EXCERPTED PASSAGE:
* * *

Migrating Amazonian trees are a cause for concern


Tropical forests in the Andes Mountains are changing in the face of climate change.

A new study published in PNAS reveals the number of highland tree species is decreasing as a result of lowland tree species moving upslope along South America’s longest mountain chain in response to rising temperatures and changing rainfall patterns. Instead of shifting to different locations, the highland trees are retracting, or dying back. The results suggest tropical tree species in the Andes are at risk of extinction with ongoing warming.

“The effects of climate change are everywhere – you can’t escape it,” said Kenneth J. Feeley, a researcher in FIU’s Department of Biological Sciences and International Center for Tropical Botany (ICTB). “Some people hold the notion that the Amazon is an isolated and pristine ecosystem, immune to disturbances. We need to change our mindset and open our eyes to the fact that even in the middle of the Amazon or the remote Andes Mountains, species are at risk. Tropical forests, and the thousands of rare or endemic species they support, are highly sensitive to changes in climate and that they are perhaps some of the most threatened ecosystems of all. Climate change is pervasive and dangerous.”

* * *

EXERCISES:
1. List each geographic place name that the article on migrating Amazonian trees mentions, giving each one once.
2. Answer these questions about the article on migrating Amazonian trees.
(a) In which publication did the new study appear?
(b) What are the highland trees doing instead of shifting to different locations?
(c) Which department and center at FIU is Kenneth J. Feeley a researcher in?
3. Reproduce the part of the article on migrating Amazonian trees starting with "A new study" and going on through "with ongoing warming.".

Records taken from a dataset:
* * *

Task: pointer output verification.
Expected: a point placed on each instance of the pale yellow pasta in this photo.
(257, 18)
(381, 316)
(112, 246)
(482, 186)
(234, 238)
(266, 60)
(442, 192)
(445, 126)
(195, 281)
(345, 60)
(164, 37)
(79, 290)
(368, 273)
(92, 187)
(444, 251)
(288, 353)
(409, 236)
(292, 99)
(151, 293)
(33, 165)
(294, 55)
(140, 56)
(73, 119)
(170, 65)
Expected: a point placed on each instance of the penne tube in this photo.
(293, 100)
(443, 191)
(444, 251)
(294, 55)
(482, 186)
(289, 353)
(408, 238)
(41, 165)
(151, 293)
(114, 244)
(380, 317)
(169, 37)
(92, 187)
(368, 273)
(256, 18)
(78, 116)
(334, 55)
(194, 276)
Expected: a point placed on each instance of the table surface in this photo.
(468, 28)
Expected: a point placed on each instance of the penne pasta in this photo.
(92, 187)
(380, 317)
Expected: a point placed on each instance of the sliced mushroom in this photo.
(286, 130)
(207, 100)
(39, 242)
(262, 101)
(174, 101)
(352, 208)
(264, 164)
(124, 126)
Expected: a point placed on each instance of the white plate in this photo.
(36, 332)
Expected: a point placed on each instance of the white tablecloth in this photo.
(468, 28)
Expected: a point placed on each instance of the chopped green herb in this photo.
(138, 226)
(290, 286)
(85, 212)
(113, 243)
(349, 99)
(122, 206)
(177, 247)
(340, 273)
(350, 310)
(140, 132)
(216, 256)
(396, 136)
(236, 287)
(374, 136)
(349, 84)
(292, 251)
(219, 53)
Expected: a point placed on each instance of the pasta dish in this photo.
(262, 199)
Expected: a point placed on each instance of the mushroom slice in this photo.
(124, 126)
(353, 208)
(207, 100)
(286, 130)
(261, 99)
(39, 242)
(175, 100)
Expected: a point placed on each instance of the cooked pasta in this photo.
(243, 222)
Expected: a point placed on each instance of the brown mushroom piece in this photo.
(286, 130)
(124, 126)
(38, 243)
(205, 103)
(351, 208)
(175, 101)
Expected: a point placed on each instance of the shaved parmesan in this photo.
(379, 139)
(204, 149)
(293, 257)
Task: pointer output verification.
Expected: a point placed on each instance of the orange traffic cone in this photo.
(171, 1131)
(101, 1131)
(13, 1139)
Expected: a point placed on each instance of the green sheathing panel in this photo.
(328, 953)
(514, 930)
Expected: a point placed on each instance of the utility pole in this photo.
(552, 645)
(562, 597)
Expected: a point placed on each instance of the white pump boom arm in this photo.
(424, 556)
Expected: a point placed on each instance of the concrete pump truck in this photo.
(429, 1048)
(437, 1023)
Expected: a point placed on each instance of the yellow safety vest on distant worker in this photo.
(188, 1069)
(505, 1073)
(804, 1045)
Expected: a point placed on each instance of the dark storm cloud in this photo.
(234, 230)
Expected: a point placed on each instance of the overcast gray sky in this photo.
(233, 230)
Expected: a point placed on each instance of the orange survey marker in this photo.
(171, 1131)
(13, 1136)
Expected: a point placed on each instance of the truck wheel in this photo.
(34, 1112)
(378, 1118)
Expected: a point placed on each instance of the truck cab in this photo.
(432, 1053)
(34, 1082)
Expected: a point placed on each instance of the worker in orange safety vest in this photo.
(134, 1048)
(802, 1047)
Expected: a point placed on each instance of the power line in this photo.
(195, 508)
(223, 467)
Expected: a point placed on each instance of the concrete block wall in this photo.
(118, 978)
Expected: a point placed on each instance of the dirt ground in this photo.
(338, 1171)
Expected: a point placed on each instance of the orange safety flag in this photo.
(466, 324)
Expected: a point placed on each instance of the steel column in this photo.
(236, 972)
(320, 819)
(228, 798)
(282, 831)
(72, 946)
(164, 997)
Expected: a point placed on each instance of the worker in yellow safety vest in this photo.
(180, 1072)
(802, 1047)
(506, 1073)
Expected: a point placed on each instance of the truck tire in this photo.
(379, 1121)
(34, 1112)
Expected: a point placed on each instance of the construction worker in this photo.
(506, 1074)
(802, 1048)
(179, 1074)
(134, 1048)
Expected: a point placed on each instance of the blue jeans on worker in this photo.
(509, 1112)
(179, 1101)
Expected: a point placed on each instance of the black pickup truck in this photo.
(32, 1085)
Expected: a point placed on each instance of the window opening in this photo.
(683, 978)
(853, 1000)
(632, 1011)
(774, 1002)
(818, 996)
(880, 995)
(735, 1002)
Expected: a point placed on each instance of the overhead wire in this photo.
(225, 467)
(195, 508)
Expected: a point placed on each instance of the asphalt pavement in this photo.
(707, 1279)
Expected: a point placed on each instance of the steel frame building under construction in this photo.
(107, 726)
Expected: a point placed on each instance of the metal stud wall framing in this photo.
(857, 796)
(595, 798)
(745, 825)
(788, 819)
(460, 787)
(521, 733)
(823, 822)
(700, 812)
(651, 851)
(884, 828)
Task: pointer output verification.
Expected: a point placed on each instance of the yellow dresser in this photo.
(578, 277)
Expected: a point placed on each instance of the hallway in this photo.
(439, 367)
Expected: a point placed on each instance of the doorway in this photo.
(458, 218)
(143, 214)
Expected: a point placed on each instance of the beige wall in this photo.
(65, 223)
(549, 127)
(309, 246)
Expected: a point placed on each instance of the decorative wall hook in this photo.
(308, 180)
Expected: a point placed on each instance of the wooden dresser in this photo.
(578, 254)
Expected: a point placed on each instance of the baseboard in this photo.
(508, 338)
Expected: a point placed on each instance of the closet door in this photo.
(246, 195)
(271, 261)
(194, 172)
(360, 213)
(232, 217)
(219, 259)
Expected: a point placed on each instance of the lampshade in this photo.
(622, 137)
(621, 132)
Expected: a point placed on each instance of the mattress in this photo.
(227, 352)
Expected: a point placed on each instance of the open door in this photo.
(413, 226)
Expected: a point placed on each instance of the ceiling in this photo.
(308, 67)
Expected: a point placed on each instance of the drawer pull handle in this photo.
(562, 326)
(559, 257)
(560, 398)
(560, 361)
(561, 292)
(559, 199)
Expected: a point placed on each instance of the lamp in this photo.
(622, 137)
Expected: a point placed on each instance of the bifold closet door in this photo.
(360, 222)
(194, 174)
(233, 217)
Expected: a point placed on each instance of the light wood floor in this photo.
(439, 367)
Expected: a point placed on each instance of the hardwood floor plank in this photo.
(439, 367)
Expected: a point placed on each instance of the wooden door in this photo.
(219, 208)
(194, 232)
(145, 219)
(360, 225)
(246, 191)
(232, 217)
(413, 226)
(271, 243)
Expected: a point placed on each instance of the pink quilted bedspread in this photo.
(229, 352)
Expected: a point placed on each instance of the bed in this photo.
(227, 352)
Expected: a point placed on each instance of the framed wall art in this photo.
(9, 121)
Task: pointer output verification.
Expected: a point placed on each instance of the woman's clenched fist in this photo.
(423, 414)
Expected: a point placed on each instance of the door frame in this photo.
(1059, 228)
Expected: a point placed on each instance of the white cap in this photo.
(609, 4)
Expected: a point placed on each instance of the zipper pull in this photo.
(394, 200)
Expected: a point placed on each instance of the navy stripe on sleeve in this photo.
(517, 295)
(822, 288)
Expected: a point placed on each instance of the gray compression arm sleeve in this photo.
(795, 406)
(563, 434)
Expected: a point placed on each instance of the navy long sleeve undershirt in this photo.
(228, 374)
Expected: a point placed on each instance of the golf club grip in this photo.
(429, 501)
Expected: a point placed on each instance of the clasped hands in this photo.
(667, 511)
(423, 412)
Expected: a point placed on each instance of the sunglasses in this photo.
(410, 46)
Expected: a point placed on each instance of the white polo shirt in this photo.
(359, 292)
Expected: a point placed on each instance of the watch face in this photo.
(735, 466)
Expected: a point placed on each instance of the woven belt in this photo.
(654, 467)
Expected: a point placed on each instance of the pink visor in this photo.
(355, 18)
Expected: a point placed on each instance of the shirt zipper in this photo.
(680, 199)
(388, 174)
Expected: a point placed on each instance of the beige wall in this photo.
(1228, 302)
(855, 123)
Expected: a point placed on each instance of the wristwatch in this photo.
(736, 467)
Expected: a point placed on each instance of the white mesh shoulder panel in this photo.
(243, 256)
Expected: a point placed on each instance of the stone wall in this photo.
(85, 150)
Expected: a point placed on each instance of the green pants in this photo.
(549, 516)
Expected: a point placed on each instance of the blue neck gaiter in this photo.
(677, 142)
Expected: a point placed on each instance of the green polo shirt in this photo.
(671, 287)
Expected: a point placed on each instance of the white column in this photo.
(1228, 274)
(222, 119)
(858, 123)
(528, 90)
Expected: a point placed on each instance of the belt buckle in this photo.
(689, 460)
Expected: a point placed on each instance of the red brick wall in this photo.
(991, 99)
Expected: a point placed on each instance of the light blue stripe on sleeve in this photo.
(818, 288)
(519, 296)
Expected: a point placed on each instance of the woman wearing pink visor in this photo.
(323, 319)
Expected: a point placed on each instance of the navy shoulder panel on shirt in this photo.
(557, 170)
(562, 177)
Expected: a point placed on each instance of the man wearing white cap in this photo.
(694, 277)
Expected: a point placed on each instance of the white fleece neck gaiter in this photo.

* * *

LIST OF SOLUTIONS:
1.
Andes Mountains
South America
the Amazon

2.
(a) PNAS.
(b) They are retracting, or dying back.
(c) The Department of Biological Sciences and the International Center for Tropical Botany (ICTB).

3.
A new study published in PNAS reveals the number of highland tree species is decreasing as a result of lowland tree species moving upslope along South America’s longest mountain chain in response to rising temperatures and changing rainfall patterns. Instead of shifting to different locations, the highland trees are retracting, or dying back. The results suggest tropical tree species in the Andes are at risk of extinction with ongoing warming.